- WHAT TO WORK ON:
Answer these questions using the notebook excerpt below:
(a) What test_precision value is reported for Logistic Regression?
(b) Which scoring metric does the `RandomizedSearchCV` search use?
(c) What value is `n_iter` set to in that search?

- PASSAGE:
══════════

1. Report cross-validation scores for `DummyClassifier` using `scoring_metrics` you defined in 1.1. 

> You might want to use the `results` dictionary and `mean_std_cross_val_scores` function below to organize your results.

In [15]:
results = {}

In [16]:
def mean_std_cross_val_scores(model, X_train, y_train, **kwargs):
    """
    Returns mean and std of cross validation

    Parameters
    ----------
    model :
        scikit-learn model
    X_train : numpy array or pandas DataFrame
        X in the training data
    y_train :
        y in the training data

    Returns
    ----------
        pandas Series with mean scores from cross_validation
    """

    scores = cross_validate(model, X_train, y_train, **kwargs)

    mean_scores = pd.DataFrame(scores).mean()
    std_scores = pd.DataFrame(scores).std()
    out_col = []

    for i in range(len(mean_scores)):
        out_col.append((f"%0.3f (+/- %0.3f)" % (mean_scores[i], std_scores[i])))

    return pd.Series(data=out_col, index=mean_scores.index)

In [17]:
dummy_pipe = make_pipeline(preprocessor, DummyClassifier())

results["Dummy Classifier"] = mean_std_cross_val_scores(
    dummy_pipe, X_train, y_train, scoring=scoring_metrics
)
pd.DataFrame(results)

  _warn_prf(average, modifier, msg_start, len(result))
  _warn_prf(average, modifier, msg_start, len(result))
  _warn_prf(average, modifier, msg_start, len(result))
  _warn_prf(average, modifier, msg_start, len(result))
  _warn_prf(average, modifier, msg_start, len(result))


Unnamed: 0,Dummy Classifier
fit_time,0.172 (+/- 0.011)
score_time,0.043 (+/- 0.008)
test_precision,0.000 (+/- 0.000)
test_f1,0.000 (+/- 0.000)


<br><br>

### 1.5 Logistic regression
rubric={accuracy:3}

**Your tasks:**
1. Now try logistic regression classifier with the same scoring metrics and default hyperparameters. 

In [18]:
lr_pipe = make_pipeline(preprocessor, LogisticRegression())
results["Logistic Regression"] = mean_std_cross_val_scores(
    lr_pipe, X_train, y_train, scoring=scoring_metrics
)
pd.DataFrame(results)

Unnamed: 0,Dummy Classifier,Logistic Regression
fit_time,0.172 (+/- 0.011),0.256 (+/- 0.017)
score_time,0.043 (+/- 0.008),0.041 (+/- 0.008)
test_precision,0.000 (+/- 0.000),0.771 (+/- 0.027)
test_f1,0.000 (+/- 0.000),0.619 (+/- 0.026)


<br><br>

### 1.6 Hyperparameter optimization 
rubric={accuracy:7}

**Your tasks:**
1. Jointly tune hyperparameters of logistic regression and `CountVectorizer`. Some options for hyperparameters are:   
    - `C` of logistic regression
    - `class_weight` of logistic regression
    - `max_features` of `CountVectorizer`
2. Report the best hyperparameter values and best cross-validation scores.

> Hint: You can access `max_features` of `CounVectorizer` of a `ColumnTransformer` object as: `columntransformer__countvectorizer__max_features`

In [19]:
param_distributions = {
    "logisticregression__C": np.logspace(-2, 2, 5),
    "logisticregression__class_weight": ["balanced", None],
    "columntransformer__countvectorizer__max_features": np.linspace(
        1000, 5000, 9, dtype=int
    ),
}

hyper_opt = RandomizedSearchCV(
    estimator=lr_pipe,
    param_distributions=param_distributions,
    scoring="f1",
    n_iter=20,
    cv=5,
    n_jobs=-1,
)

hyper_opt.fit(X_train, y_train)

══════════

Object pointing dataset rows
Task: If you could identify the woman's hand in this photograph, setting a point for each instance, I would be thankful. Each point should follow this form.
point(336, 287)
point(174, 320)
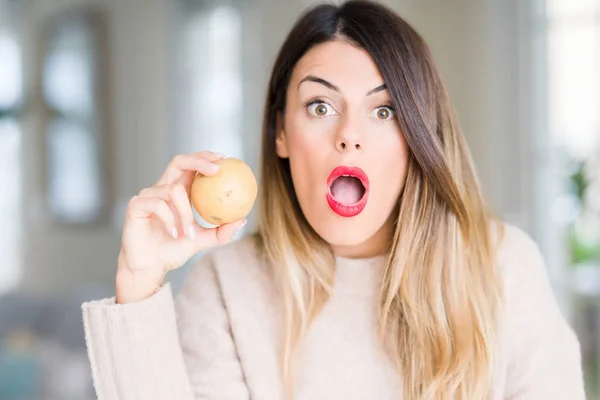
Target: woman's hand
point(160, 233)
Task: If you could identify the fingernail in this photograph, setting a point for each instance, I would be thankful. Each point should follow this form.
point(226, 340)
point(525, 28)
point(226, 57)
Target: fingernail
point(241, 226)
point(191, 232)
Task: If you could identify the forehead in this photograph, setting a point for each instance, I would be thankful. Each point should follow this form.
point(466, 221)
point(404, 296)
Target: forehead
point(341, 63)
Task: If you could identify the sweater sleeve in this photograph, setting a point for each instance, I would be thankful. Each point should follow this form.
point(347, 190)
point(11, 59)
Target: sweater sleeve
point(159, 349)
point(134, 349)
point(544, 354)
point(209, 349)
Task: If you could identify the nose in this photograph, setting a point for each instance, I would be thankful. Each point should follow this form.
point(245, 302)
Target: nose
point(347, 145)
point(348, 139)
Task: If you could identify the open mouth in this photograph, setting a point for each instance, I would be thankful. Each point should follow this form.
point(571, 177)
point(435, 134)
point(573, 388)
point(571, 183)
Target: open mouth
point(348, 190)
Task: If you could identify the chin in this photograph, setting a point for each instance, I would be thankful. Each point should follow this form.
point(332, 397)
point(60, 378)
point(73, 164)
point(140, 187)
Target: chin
point(341, 231)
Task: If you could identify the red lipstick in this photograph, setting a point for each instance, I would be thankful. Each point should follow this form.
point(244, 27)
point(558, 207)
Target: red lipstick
point(355, 185)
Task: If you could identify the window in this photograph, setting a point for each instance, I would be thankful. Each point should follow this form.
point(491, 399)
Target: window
point(208, 86)
point(71, 85)
point(11, 98)
point(567, 98)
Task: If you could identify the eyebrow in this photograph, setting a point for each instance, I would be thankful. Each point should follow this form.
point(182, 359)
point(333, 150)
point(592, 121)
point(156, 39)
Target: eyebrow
point(329, 85)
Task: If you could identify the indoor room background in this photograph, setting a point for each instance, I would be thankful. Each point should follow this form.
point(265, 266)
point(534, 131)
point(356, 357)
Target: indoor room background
point(96, 96)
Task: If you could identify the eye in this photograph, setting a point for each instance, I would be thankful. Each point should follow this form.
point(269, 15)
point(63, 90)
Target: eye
point(383, 113)
point(320, 109)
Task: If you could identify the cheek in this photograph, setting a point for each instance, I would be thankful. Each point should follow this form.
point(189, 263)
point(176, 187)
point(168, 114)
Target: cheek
point(391, 161)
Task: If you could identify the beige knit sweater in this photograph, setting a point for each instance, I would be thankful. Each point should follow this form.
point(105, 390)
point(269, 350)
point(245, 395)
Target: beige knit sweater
point(220, 338)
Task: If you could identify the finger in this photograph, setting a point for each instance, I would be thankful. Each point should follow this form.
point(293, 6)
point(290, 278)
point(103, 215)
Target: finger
point(186, 165)
point(177, 198)
point(219, 235)
point(182, 204)
point(142, 207)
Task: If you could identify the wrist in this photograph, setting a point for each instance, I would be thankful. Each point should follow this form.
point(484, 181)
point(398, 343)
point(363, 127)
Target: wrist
point(135, 286)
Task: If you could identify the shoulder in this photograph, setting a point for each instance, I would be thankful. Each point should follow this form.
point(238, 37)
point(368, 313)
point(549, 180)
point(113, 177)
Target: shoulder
point(517, 254)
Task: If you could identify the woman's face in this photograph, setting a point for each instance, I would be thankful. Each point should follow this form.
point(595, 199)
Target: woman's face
point(348, 157)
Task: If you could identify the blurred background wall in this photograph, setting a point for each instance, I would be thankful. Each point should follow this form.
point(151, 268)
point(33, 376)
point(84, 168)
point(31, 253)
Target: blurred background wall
point(96, 96)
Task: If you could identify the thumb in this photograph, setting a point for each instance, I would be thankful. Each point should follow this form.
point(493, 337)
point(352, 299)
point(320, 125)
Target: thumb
point(208, 237)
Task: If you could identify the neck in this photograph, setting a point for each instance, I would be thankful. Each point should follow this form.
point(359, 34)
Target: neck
point(372, 247)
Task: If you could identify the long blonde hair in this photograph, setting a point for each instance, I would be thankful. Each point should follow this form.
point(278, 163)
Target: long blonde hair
point(441, 295)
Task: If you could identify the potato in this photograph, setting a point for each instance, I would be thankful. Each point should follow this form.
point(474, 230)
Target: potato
point(227, 196)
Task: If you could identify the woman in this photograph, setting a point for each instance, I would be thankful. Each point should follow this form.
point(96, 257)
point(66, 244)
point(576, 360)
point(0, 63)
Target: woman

══════════

- RESULT BELOW:
(a) 0.771 (+/- 0.027)
(b) "f1"
(c) 20